**Work instruction:**
Set each line of the records down again exactly, please.

**Dataset entries:**
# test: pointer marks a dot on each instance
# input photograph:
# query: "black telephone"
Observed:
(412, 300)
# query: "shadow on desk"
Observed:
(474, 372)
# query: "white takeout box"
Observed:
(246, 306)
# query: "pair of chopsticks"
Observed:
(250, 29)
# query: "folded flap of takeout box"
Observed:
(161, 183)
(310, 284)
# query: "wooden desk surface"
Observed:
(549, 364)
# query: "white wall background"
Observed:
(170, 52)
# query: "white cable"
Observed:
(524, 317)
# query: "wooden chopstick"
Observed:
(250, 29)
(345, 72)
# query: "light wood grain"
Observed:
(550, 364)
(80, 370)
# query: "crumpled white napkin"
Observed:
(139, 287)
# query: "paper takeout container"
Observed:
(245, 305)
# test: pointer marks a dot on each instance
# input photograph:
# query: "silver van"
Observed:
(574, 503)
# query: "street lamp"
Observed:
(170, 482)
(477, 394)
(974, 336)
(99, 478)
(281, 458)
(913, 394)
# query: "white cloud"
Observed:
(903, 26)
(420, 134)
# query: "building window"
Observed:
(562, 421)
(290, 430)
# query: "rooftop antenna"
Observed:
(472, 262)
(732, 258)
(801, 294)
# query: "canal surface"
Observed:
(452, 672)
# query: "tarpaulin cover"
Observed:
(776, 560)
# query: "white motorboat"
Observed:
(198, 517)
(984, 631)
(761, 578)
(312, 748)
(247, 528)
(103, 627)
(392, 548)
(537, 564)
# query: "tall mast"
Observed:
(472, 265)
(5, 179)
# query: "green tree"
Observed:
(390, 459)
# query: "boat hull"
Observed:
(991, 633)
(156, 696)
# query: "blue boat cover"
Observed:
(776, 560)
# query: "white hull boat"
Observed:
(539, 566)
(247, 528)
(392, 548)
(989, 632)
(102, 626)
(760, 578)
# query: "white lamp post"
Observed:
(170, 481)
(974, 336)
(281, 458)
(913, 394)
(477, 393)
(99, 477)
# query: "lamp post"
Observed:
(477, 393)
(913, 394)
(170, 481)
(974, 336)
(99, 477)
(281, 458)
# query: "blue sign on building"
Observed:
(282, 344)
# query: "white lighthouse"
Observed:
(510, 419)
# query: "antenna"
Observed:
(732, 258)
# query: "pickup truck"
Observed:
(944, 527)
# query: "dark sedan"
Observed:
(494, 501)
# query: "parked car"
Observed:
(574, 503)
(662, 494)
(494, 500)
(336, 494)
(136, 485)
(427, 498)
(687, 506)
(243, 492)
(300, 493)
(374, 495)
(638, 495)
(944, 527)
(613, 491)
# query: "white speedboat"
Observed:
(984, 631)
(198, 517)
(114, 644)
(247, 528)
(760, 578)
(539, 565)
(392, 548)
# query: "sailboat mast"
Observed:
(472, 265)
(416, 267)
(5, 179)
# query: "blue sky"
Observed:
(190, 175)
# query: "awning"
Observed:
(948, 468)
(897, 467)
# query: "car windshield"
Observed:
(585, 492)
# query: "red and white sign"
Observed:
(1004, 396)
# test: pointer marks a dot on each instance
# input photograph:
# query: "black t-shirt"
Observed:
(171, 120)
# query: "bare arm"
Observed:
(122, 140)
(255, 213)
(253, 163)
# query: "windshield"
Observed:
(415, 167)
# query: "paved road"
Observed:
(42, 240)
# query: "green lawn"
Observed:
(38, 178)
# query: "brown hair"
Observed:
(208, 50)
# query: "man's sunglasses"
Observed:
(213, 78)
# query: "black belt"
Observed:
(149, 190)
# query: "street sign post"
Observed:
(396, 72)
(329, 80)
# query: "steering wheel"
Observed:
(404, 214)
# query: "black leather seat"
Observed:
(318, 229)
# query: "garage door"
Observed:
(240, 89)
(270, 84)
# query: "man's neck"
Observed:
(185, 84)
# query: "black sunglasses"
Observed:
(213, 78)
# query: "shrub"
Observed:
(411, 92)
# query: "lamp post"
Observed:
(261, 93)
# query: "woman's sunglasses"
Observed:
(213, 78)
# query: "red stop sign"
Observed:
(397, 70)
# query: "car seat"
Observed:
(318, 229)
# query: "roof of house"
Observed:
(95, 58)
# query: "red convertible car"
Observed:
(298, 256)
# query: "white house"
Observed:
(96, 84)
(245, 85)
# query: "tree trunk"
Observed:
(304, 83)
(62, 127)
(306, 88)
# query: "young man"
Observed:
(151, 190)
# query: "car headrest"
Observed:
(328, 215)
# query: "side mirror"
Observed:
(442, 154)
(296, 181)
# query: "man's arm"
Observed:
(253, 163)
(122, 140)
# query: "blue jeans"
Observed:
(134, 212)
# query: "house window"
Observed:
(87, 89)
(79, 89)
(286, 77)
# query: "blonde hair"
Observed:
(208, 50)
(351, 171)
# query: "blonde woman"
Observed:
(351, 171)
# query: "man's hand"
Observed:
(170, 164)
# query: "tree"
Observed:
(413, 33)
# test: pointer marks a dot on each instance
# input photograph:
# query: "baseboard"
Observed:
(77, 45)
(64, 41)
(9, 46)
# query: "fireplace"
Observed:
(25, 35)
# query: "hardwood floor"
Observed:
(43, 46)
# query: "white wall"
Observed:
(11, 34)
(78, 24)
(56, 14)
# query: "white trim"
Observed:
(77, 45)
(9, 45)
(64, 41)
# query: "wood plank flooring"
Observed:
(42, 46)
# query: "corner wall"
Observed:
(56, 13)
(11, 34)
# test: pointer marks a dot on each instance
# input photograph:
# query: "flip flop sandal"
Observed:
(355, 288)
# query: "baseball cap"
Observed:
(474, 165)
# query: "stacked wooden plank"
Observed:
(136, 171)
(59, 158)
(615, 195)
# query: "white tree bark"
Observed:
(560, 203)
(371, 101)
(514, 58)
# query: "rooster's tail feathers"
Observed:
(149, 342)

**Completed exercise:**
# test: pointer marks a dot on each instance
# input photograph:
# query: "black telephone"
Observed:
(412, 300)
# query: "shadow on desk"
Observed:
(474, 372)
# query: "white takeout box"
Observed:
(246, 306)
# query: "pair of chopsticks"
Observed:
(250, 29)
# query: "folded flap of takeout box"
Observed:
(161, 183)
(310, 284)
# query: "wooden desk surface"
Observed:
(549, 364)
# query: "white wall background"
Observed:
(170, 52)
# query: "white cable"
Observed:
(524, 317)
# query: "wooden chopstick"
Observed:
(250, 29)
(345, 72)
# query: "light wood grain"
Observed:
(550, 364)
(80, 370)
# query: "crumpled white napkin"
Observed:
(139, 287)
# query: "paper takeout container"
Observed:
(245, 305)
# test: pointer marks a dot on each instance
# input photograph:
# query: "silver van"
Observed:
(574, 503)
# query: "street lamp"
Observed:
(170, 482)
(477, 394)
(974, 336)
(99, 478)
(281, 458)
(913, 394)
# query: "white cloud"
Observed:
(903, 26)
(420, 134)
# query: "building window"
Observed:
(562, 421)
(290, 430)
# query: "rooftop antenna"
Observed:
(472, 262)
(732, 258)
(801, 294)
# query: "canal surface"
Observed:
(452, 672)
# query: "tarpaulin cover"
Observed:
(776, 560)
# query: "white motorboat"
Observed:
(198, 517)
(984, 631)
(761, 578)
(312, 748)
(247, 528)
(103, 627)
(392, 548)
(537, 564)
# query: "tall mast"
Observed:
(472, 265)
(5, 179)
# query: "green tree"
Observed:
(390, 459)
# query: "boat hull"
Observed:
(991, 633)
(156, 696)
# query: "blue boat cover"
Observed:
(776, 560)
# query: "white hull boat"
Observed:
(539, 566)
(247, 528)
(392, 548)
(989, 632)
(102, 626)
(760, 578)
# query: "white lamp post"
Observed:
(170, 481)
(974, 336)
(281, 458)
(913, 394)
(477, 393)
(99, 477)
# query: "lamp post"
Observed:
(477, 393)
(913, 394)
(170, 481)
(974, 336)
(99, 477)
(281, 458)
# query: "blue sign on building"
Observed:
(282, 344)
# query: "white lighthouse"
Observed:
(510, 419)
# query: "antenna"
Observed:
(732, 258)
# query: "pickup truck"
Observed:
(944, 527)
# query: "dark sedan"
Observed:
(494, 501)
# query: "parked car"
Observed:
(574, 503)
(662, 494)
(494, 500)
(336, 494)
(136, 485)
(427, 498)
(687, 506)
(243, 492)
(300, 493)
(374, 495)
(638, 495)
(944, 527)
(613, 491)
# query: "white speedboat"
Observed:
(984, 631)
(198, 517)
(114, 644)
(247, 528)
(760, 578)
(539, 565)
(392, 548)
# query: "sailboat mast"
Observed:
(472, 265)
(416, 267)
(5, 179)
# query: "blue sky"
Observed:
(190, 175)
# query: "awning"
Observed:
(948, 468)
(897, 467)
# query: "car windshield"
Observed:
(585, 492)
# query: "red and white sign"
Observed:
(1004, 396)
# test: pointer marks a dot on each instance
# input photograph:
# query: "black t-shirt"
Observed:
(171, 120)
# query: "bare arm"
Observed:
(122, 140)
(255, 213)
(253, 163)
# query: "windshield"
Observed:
(415, 167)
# query: "paved road"
Observed:
(42, 240)
# query: "green lawn"
Observed:
(38, 178)
# query: "brown hair"
Observed:
(208, 50)
# query: "man's sunglasses"
Observed:
(213, 78)
# query: "black belt"
Observed:
(149, 190)
# query: "street sign post"
Observed:
(396, 72)
(329, 80)
# query: "steering wheel"
Observed:
(404, 214)
# query: "black leather seat"
Observed:
(318, 229)
# query: "garage door"
Observed:
(240, 89)
(270, 84)
# query: "man's neck"
Observed:
(185, 84)
# query: "black sunglasses"
Observed:
(213, 78)
# query: "shrub"
Observed:
(411, 92)
# query: "lamp post"
Observed:
(261, 93)
# query: "woman's sunglasses"
Observed:
(213, 78)
# query: "red stop sign"
Observed:
(397, 70)
# query: "car seat"
Observed:
(318, 229)
# query: "roof of house"
Observed:
(95, 58)
# query: "red convertible car"
Observed:
(298, 256)
# query: "white house"
Observed:
(96, 84)
(245, 85)
# query: "tree trunk"
Observed:
(304, 83)
(62, 127)
(306, 88)
# query: "young man"
Observed:
(151, 190)
# query: "car headrest"
Observed:
(328, 215)
# query: "side mirror"
Observed:
(442, 154)
(296, 181)
# query: "man's arm"
Observed:
(253, 163)
(122, 140)
# query: "blue jeans"
Observed:
(134, 212)
# query: "house window"
Observed:
(87, 89)
(79, 89)
(286, 77)
# query: "blonde hair"
Observed:
(208, 50)
(351, 171)
# query: "blonde woman"
Observed:
(351, 171)
# query: "man's hand"
Observed:
(170, 164)
# query: "tree"
Observed:
(413, 33)
# test: pointer marks a dot on each instance
# input photograph:
# query: "baseboard"
Observed:
(77, 45)
(64, 41)
(9, 46)
# query: "fireplace"
Observed:
(25, 35)
# query: "hardwood floor"
Observed:
(43, 46)
# query: "white wall"
Observed:
(11, 34)
(78, 24)
(56, 14)
# query: "white trim"
Observed:
(77, 45)
(9, 45)
(64, 41)
# query: "wood plank flooring"
Observed:
(42, 46)
# query: "corner wall"
Observed:
(56, 13)
(11, 34)
# test: pointer marks a dot on each instance
# input photograph:
# query: "flip flop sandal"
Observed:
(355, 288)
# query: "baseball cap"
Observed:
(474, 165)
# query: "stacked wooden plank"
Observed:
(136, 171)
(59, 158)
(615, 195)
# query: "white tree bark"
Observed:
(560, 203)
(371, 101)
(514, 58)
# query: "rooster's tail feathers"
Observed:
(149, 342)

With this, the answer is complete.